Work item A:
From the text on Morelia since September 15, print the part that starts at the words "Here's what I" and stops after "do think twice.".
Work item B:
In the text on Morelia since September 15, what did all attendees at the event with the governor have to go through?

START Extract provided

Here's what I myself notice:
  • Since September 15, I feel slightly less willing to go to large public events. A couple of months ago, my partner and I went to an event attended by the governor, his wife, the mayor, his wife, and assorted other high-level officials. For the first time in my experience, security guards checked purses and other bags and all attendees were required to go through metal detectors like those in airports. This was a direct response to the events of Sept 15. It was unnerving to sit in the event knowing that all of us could have been in the same kind of line of fire.
  • Since September 15, I feel a slight nervousness when I'm in an unfamiliar Morelia neighborhood.
  • Since September 15, I think twice about leaving the house after dark. I haven't stayed home, but I do think twice.
  • Since September 15, I watch more closely to see what car is following mine, to see who is walking near me, etc. I don't feel personally threatened, but I do pay closer attention to my immediate environment.
There may well be other personal responses that I'm not aware of. I'll think about this. If that's the kind of 'downhill slide' you meant, I hope I've addressed your question.

END Extract provided
START Provided records

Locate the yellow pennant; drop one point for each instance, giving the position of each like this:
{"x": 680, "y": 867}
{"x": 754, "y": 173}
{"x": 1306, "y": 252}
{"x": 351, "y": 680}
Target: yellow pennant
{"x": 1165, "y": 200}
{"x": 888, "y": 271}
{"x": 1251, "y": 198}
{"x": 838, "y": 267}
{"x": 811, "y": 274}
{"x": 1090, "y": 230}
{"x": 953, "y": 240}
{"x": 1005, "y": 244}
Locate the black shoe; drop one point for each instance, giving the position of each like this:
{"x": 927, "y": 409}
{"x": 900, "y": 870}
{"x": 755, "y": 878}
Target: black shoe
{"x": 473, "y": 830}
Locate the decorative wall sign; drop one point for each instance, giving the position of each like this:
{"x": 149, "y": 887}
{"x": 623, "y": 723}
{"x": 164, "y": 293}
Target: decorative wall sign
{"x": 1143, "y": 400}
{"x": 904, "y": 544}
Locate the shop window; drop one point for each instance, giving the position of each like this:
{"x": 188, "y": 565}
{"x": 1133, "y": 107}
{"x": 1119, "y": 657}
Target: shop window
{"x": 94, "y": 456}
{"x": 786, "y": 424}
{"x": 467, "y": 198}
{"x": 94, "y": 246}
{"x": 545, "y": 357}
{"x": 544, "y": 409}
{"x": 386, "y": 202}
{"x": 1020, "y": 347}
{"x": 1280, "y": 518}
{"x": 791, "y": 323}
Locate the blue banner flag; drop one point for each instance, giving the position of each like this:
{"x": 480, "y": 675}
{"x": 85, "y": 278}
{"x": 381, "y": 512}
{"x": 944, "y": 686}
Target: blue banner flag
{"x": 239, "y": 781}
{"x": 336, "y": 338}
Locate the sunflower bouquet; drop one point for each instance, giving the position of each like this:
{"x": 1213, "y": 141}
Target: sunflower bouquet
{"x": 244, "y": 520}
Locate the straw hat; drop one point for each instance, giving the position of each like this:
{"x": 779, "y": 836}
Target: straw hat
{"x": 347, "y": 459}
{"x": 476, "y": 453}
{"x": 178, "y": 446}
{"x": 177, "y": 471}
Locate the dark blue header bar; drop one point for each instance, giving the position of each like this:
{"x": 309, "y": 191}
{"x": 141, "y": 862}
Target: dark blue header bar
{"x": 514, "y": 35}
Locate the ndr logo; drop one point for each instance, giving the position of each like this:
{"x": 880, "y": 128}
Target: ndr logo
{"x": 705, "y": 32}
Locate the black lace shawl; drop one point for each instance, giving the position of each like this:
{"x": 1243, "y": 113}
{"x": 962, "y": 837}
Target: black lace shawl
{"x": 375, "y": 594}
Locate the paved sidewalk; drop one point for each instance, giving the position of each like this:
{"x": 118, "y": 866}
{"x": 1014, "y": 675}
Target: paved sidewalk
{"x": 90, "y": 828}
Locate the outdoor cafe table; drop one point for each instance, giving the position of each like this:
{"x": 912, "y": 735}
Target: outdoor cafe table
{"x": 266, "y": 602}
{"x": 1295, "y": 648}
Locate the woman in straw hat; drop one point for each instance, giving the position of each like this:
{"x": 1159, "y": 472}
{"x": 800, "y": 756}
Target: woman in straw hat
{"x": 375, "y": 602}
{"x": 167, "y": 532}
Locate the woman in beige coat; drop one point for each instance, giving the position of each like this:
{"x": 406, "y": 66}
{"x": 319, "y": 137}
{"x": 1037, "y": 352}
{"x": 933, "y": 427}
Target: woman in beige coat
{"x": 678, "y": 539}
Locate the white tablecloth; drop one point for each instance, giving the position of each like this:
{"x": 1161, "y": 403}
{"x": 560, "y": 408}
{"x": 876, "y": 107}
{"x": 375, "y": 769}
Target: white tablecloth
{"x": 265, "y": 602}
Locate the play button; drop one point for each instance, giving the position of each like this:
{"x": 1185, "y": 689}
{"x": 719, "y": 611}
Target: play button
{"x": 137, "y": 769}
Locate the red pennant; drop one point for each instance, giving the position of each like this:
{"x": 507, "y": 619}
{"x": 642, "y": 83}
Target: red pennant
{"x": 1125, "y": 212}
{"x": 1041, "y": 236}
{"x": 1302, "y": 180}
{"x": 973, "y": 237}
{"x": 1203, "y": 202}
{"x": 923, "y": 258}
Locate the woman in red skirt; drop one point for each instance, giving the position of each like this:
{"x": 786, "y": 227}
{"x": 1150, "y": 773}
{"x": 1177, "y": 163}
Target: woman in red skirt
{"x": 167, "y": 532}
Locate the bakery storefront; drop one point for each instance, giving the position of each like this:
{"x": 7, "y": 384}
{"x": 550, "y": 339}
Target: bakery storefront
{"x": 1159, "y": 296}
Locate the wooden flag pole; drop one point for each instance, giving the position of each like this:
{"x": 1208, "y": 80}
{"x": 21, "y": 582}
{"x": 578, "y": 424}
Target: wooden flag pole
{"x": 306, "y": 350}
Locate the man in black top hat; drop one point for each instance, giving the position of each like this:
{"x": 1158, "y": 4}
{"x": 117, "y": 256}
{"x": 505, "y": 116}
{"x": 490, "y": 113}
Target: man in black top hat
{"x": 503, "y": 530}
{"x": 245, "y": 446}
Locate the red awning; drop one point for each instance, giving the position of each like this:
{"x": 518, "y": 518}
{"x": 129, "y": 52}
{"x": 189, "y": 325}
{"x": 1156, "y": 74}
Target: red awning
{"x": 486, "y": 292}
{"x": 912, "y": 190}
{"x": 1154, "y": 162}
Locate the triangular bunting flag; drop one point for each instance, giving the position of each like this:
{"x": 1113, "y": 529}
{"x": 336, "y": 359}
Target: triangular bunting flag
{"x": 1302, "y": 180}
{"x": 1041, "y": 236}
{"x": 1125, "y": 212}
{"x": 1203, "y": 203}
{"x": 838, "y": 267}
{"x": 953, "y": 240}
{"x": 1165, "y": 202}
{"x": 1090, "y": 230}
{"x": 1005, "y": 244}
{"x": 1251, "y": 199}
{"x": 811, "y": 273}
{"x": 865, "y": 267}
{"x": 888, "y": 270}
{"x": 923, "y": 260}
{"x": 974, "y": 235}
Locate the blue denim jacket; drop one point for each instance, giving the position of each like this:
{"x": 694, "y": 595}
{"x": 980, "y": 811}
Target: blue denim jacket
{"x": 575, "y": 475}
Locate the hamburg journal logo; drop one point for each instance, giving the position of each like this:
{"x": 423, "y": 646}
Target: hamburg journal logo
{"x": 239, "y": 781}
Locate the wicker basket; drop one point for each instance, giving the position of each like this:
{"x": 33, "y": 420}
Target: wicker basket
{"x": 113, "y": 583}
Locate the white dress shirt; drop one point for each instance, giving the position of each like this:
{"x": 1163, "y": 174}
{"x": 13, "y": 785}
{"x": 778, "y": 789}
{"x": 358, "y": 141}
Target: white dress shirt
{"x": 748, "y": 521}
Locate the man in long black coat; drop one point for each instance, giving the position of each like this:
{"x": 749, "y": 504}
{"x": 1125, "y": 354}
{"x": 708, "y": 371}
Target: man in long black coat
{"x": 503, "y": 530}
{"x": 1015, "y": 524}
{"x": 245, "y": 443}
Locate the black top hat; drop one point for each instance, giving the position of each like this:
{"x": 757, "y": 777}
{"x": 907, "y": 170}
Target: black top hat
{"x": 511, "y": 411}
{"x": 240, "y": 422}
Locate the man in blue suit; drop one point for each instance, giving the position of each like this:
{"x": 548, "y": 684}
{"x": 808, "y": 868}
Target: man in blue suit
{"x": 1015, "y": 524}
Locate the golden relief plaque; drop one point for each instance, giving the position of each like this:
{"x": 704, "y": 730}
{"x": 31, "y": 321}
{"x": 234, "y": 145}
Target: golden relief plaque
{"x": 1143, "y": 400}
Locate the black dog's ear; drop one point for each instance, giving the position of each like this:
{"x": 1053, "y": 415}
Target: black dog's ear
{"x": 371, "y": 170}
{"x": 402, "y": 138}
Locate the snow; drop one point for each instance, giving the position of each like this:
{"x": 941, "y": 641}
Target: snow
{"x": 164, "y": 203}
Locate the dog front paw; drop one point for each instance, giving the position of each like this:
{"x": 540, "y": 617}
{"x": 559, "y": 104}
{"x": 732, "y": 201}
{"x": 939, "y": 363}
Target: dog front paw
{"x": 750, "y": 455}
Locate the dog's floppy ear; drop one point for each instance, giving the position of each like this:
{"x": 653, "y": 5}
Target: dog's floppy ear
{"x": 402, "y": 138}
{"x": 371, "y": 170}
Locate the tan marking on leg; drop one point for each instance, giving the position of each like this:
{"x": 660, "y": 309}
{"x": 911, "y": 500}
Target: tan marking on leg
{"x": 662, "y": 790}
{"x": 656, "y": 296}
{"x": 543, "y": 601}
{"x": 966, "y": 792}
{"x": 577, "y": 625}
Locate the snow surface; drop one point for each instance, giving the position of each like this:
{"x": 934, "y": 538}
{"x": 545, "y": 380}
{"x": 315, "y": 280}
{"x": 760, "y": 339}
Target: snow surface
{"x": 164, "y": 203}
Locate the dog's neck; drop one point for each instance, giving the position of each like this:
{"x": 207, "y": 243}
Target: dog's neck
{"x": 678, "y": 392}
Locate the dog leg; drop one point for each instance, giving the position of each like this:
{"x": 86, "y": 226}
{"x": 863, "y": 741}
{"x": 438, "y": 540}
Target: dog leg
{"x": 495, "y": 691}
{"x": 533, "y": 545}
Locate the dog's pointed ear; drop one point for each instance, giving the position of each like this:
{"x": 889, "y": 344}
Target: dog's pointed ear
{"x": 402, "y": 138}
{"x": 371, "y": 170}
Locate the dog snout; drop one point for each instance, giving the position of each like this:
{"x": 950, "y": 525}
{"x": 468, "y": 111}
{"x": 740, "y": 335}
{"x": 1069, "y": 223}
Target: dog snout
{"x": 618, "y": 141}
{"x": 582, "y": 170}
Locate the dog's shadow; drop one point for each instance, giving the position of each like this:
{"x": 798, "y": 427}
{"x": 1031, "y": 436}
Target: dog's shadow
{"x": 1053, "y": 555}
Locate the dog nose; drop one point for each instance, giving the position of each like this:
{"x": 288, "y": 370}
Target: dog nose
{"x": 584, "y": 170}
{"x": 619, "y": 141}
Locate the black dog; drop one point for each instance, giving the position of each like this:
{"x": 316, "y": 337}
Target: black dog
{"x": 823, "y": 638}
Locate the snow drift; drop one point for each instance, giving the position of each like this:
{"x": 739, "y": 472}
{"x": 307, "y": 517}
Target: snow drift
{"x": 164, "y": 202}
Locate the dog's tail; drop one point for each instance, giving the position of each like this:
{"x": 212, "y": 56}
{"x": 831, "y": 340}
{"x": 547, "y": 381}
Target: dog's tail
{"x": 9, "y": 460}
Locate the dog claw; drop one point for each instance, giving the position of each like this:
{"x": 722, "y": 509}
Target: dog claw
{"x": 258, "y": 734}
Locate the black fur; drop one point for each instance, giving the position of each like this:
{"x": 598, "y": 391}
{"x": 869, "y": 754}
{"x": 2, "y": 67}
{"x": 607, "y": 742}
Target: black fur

END Provided records

Written answer A:
Here's what I myself notice:
  • Since September 15, I feel slightly less willing to go to large public events. A couple of months ago, my partner and I went to an event attended by the governor, his wife, the mayor, his wife, and assorted other high-level officials. For the first time in my experience, security guards checked purses and other bags and all attendees were required to go through metal detectors like those in airports. This was a direct response to the events of Sept 15. It was unnerving to sit in the event knowing that all of us could have been in the same kind of line of fire.
  • Since September 15, I feel a slight nervousness when I'm in an unfamiliar Morelia neighborhood.
  • Since September 15, I think twice about leaving the house after dark. I haven't stayed home, but I do think twice.

Written answer B:
Metal detectors like those in airports.